Location identification entries:
·····
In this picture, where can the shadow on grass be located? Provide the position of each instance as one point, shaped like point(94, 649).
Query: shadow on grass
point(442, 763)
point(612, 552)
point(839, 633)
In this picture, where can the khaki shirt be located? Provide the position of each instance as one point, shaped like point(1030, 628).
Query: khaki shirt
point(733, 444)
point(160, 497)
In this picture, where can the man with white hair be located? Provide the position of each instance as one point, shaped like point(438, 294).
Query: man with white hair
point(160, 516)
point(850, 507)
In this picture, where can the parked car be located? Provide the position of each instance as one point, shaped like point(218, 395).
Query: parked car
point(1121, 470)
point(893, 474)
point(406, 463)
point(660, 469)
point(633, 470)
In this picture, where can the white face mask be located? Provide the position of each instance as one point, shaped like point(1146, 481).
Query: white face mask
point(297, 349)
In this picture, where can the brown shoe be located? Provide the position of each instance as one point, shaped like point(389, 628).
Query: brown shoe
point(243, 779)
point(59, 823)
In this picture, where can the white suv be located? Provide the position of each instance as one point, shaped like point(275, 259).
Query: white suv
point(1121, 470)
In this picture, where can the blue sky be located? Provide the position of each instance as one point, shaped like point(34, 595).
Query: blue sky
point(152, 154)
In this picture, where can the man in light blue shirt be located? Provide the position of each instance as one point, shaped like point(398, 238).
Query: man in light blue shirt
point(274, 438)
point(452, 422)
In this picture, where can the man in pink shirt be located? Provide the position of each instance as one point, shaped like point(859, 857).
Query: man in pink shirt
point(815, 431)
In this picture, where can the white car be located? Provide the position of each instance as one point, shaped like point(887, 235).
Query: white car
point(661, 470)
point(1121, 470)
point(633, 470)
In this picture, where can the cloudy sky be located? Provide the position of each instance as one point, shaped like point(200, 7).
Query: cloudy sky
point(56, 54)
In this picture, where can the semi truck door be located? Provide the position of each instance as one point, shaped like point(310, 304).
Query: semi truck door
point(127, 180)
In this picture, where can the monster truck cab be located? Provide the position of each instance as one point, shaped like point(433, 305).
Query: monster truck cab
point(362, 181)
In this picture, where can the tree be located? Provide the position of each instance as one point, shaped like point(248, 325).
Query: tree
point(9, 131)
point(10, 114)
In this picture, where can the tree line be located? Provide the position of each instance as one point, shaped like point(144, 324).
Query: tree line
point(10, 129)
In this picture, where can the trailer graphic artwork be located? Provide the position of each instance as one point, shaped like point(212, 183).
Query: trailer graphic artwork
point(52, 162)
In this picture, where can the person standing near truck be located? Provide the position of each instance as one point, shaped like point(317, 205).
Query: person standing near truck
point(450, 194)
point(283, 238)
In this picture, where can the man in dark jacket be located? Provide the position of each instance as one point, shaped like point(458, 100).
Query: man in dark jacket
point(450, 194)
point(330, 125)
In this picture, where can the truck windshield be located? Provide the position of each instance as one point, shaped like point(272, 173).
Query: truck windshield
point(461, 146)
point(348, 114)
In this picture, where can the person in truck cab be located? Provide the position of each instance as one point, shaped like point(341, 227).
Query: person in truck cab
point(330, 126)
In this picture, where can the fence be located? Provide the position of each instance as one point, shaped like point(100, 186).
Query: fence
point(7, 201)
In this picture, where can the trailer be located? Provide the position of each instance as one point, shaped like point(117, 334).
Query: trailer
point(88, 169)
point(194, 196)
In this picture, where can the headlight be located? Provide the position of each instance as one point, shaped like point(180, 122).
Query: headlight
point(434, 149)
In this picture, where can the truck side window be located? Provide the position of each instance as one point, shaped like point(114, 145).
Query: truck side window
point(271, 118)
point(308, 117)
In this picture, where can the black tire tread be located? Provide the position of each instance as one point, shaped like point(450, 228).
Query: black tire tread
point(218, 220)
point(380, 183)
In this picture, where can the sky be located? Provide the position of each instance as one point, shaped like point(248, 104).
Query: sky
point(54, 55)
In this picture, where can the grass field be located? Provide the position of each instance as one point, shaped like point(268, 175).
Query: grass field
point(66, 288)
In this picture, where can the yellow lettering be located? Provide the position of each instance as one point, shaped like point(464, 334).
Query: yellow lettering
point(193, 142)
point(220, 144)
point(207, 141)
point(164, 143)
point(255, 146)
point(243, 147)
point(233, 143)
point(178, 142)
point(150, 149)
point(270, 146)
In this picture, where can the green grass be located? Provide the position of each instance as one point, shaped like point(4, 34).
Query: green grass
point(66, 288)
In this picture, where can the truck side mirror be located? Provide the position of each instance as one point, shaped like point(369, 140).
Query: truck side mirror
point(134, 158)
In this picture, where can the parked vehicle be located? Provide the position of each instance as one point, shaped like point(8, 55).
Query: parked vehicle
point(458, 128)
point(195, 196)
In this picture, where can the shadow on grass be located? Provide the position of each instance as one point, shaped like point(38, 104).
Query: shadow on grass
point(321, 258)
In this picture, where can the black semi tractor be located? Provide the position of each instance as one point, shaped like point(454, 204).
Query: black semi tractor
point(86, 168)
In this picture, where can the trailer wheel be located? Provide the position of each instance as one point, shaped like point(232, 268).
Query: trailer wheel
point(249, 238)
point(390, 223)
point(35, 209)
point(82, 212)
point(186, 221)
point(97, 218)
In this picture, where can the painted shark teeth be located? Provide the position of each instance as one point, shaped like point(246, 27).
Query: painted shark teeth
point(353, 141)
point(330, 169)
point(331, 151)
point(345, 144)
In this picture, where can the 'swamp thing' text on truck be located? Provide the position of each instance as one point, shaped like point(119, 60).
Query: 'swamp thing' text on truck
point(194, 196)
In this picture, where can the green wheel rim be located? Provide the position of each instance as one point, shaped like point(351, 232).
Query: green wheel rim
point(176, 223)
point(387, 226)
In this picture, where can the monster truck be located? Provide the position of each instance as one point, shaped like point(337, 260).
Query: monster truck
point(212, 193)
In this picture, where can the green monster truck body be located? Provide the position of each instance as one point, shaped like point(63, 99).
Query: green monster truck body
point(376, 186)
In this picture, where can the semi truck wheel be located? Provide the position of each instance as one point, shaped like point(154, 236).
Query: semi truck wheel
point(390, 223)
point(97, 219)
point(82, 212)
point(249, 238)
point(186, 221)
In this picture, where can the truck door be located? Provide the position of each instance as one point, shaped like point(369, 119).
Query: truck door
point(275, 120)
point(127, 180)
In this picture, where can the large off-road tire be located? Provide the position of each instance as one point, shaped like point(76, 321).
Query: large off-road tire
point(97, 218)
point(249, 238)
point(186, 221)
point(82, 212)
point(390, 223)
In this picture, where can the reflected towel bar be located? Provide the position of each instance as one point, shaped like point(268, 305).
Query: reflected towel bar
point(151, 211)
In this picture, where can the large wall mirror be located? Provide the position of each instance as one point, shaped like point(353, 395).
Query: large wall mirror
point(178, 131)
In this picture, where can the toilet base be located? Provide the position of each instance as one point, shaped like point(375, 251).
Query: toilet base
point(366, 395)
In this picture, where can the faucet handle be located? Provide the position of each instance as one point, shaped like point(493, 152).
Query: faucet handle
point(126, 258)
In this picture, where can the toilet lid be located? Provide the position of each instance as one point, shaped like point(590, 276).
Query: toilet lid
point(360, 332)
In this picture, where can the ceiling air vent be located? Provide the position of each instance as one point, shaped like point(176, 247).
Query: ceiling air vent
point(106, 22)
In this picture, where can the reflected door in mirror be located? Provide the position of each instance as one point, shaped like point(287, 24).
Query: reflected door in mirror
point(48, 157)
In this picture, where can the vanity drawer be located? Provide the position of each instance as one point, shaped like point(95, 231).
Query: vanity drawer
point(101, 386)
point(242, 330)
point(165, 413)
·····
_The exercise_
Reproduce each line of the records above without any change.

_Output of the task_
In this picture, where can the shadow on grass be located? Provide the position of each instance as one point, shaped like point(94, 649).
Query: shadow on grass
point(442, 763)
point(612, 552)
point(839, 633)
In this picture, where can the khaki shirt be located? Provide the position of each instance as one point, shaped like point(1030, 628).
Query: khaki shirt
point(733, 444)
point(160, 497)
In this picture, where can the man with white hair be located? Provide the position of each instance as one point, shaped like point(438, 294).
Query: man with white hair
point(160, 516)
point(850, 507)
In this picture, where can the parked car be located? Provide the position of each instance as one point, shaped like point(218, 395).
Query: parked car
point(1121, 470)
point(893, 474)
point(406, 463)
point(660, 469)
point(633, 470)
In this picture, where can the white face mask be located? Provide the position of each instance as one point, shaped like point(1146, 481).
Query: white face mask
point(297, 349)
In this picture, where can the brown shoe be located? Provide the position of each instance as one point, shaped like point(389, 628).
Query: brown shoe
point(243, 779)
point(59, 823)
In this picture, where can the white suv be located? Provide the position of each instance as one point, shaped like point(275, 259).
Query: white suv
point(1121, 470)
In this picture, where can the blue sky be located? Provide the position of each instance as one point, shaped like point(34, 595).
Query: blue sky
point(152, 154)
In this picture, where can the man in light blue shirt be located? Provide the position of each instance as one point, shaped like point(398, 238).
Query: man in light blue shirt
point(274, 438)
point(452, 422)
In this picture, where can the man in pink shirt be located? Provide the position of each instance as one point, shaped like point(859, 857).
Query: man in pink shirt
point(815, 431)
In this picture, where can the white car be located? Provide the position of each instance as one point, shaped like point(887, 235).
Query: white car
point(661, 470)
point(1121, 470)
point(633, 470)
In this picture, where can the cloudy sky be located? Provide the position of each instance as one point, shaped like point(200, 7).
Query: cloudy sky
point(56, 54)
In this picture, where can the semi truck door be located? Provide the position of each instance as one point, shaped like point(310, 304).
Query: semi truck door
point(127, 180)
In this picture, where can the monster truck cab be located? Provide the position of each instance as one point, shaped like point(433, 305).
Query: monster truck cab
point(362, 181)
In this picture, where can the tree be located? Provide the position of each instance as one point, shaped like point(248, 325).
Query: tree
point(9, 131)
point(10, 114)
In this picture, where can the tree line be located? Provide the position of each instance as one point, shaped like point(144, 324).
Query: tree line
point(10, 129)
In this picture, where can the trailer graphic artwork be located? Provide the position of each instance as one point, shaped like point(212, 183).
Query: trailer graphic artwork
point(52, 162)
In this picture, where can the person standing near truck be located? Provide the position of each instance as one point, shaped like point(317, 205).
Query: person standing near truck
point(450, 194)
point(283, 238)
In this picture, where can the man in dark jacket be located? Provide the position of each instance as one point, shaped like point(458, 100).
Query: man in dark jacket
point(450, 194)
point(330, 125)
In this picture, where can the truck windshield be located? Provide the position of each instance as one point, shaped like point(272, 173).
Query: truck windshield
point(461, 146)
point(348, 114)
In this picture, where can the person in truck cab be located? Provide the position of each instance as one point, shaped like point(341, 227).
Query: person in truck cab
point(330, 126)
In this picture, where can the fence be located? Provide the position of each instance as one point, shaped like point(100, 186).
Query: fence
point(7, 201)
In this picture, where can the trailer be located? Provide the position of each instance as one point, shaped like point(117, 334).
Query: trailer
point(88, 169)
point(194, 196)
In this picture, where can the headlight be located? Provide the position of each instance as one point, shaped like point(180, 122).
Query: headlight
point(434, 149)
In this picture, where can the truck side window be located? Provide the position of each instance as one point, shaped like point(114, 145).
Query: truck side window
point(271, 118)
point(308, 117)
In this picture, where can the black tire tread be located? Provide the position of each instance as one point, shaped like point(450, 228).
Query: black tire tread
point(218, 220)
point(380, 183)
In this picture, where can the sky be located? Provide the position of each instance as one point, shaped like point(248, 104).
Query: sky
point(54, 55)
In this picture, where can the grass field be located? Provide the position of each instance as one point, shaped like point(268, 175).
Query: grass field
point(66, 288)
In this picture, where can the yellow lettering be located? Provide the position of each instance as one point, shaped like point(464, 334).
Query: yellow lettering
point(193, 142)
point(220, 144)
point(207, 141)
point(164, 143)
point(255, 146)
point(243, 147)
point(233, 143)
point(178, 142)
point(150, 149)
point(270, 146)
In this picture, where can the green grass be located? Provide the position of each instance as one point, shaped like point(4, 34).
Query: green grass
point(66, 288)
In this picture, where can the truck side mirror be located? Provide the position of each instance as one point, shaped like point(369, 140).
Query: truck side mirror
point(134, 158)
In this picture, where can the parked vehicle be located? Provide the position of each instance as one point, shaped like point(8, 55).
Query: parked vehicle
point(458, 128)
point(195, 196)
In this picture, where can the shadow on grass be located? Provide the position of each instance as one point, shaped like point(38, 104).
Query: shadow on grass
point(321, 258)
In this picture, where can the black semi tractor be located? Provide the position of each instance as one point, shaped like point(454, 204).
Query: black semi tractor
point(86, 168)
In this picture, where can the trailer wheel be located? Provide the position of each instance as one point, shaped like point(232, 268).
Query: trailer wheel
point(249, 238)
point(390, 223)
point(35, 209)
point(82, 212)
point(186, 221)
point(97, 218)
In this picture, where can the painted shark teeth be located? Provide the position of each instance as one point, shaped like point(246, 27).
Query: painted shark teeth
point(353, 141)
point(330, 169)
point(331, 151)
point(345, 144)
In this picture, where can the 'swamp thing' text on truck be located? Provide the position of each instance as one point, shaped like point(119, 60).
Query: 'swamp thing' text on truck
point(194, 196)
In this picture, where can the green wheel rim be located? Provide the position of each instance as one point, shaped like point(351, 232).
Query: green wheel rim
point(176, 223)
point(387, 226)
In this picture, where can the monster truck be located? Provide the position of each instance as one point, shaped like point(337, 260).
Query: monster truck
point(212, 193)
In this picture, where can the green monster truck body be located? Provide the position of each instance as one point, shaped like point(63, 99).
Query: green monster truck body
point(376, 186)
In this picture, where can the semi truck wheel be located? Provide the position of each instance as one point, shaped like point(154, 236).
Query: semi truck wheel
point(390, 223)
point(97, 219)
point(82, 212)
point(249, 238)
point(186, 221)
In this picture, where can the truck door be located? Provide the position of each instance as one point, shaped like point(369, 119).
Query: truck door
point(275, 120)
point(127, 180)
In this picture, where can the large off-road tire be located? Provide the position of each instance as one point, shaped like point(76, 321).
Query: large off-road tire
point(97, 218)
point(249, 238)
point(186, 221)
point(82, 212)
point(390, 223)
In this picture, where can the reflected towel bar be located? Provide the position of each instance as one point, shaped like point(268, 305).
Query: reflected towel bar
point(151, 211)
In this picture, where can the large wall mirror be located? Provide the position of each instance as one point, shaped like point(353, 395).
Query: large wall mirror
point(178, 131)
In this picture, where can the toilet base be located? Provide the position of each instance as one point, shaped like point(375, 251).
Query: toilet base
point(366, 395)
In this picture, where can the faucet handle be located? Provide the position of each instance as one point, shaped like point(493, 152).
Query: faucet handle
point(126, 258)
In this picture, where can the toilet lid be located? Provide the position of each instance as one point, shaped like point(590, 276).
Query: toilet lid
point(360, 332)
In this picture, where can the ceiling air vent be located? Provide the position of each instance as one point, shaped like point(176, 247).
Query: ceiling air vent
point(106, 22)
In this picture, where can the reflected door in mirror be located? Provide the position of each instance as one point, shaped like point(287, 24).
Query: reflected door in mirror
point(48, 157)
In this picture, where can the vanity drawer be located? Provide the position of each instance as one point, shaped like point(95, 231).
Query: vanity drawer
point(101, 386)
point(242, 330)
point(165, 413)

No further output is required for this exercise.